Reproduce every line of the records below verbatim, with no changes of any kind.

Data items
* begin *

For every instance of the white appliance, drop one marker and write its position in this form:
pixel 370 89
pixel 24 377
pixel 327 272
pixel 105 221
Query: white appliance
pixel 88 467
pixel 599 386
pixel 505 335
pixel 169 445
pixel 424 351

* end *

» **Task output**:
For every instance of the white appliance, drop one marker and write its position in this form:
pixel 370 89
pixel 24 377
pixel 327 272
pixel 105 221
Query: white appliance
pixel 88 467
pixel 599 386
pixel 505 335
pixel 169 445
pixel 424 351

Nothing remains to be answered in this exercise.